● Referring expression pointing data:
◆ ◆ ◆

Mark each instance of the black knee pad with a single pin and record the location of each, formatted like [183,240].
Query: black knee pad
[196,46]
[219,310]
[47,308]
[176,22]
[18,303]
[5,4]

◆ ◆ ◆

● BRIEF: Output every record above exactly as it appears.

● SOLVED EXERCISE:
Mark each instance of the black knee pad with a single pin and record the location of each, formatted like [183,240].
Query: black knee pad
[196,46]
[219,310]
[47,308]
[176,22]
[18,303]
[5,4]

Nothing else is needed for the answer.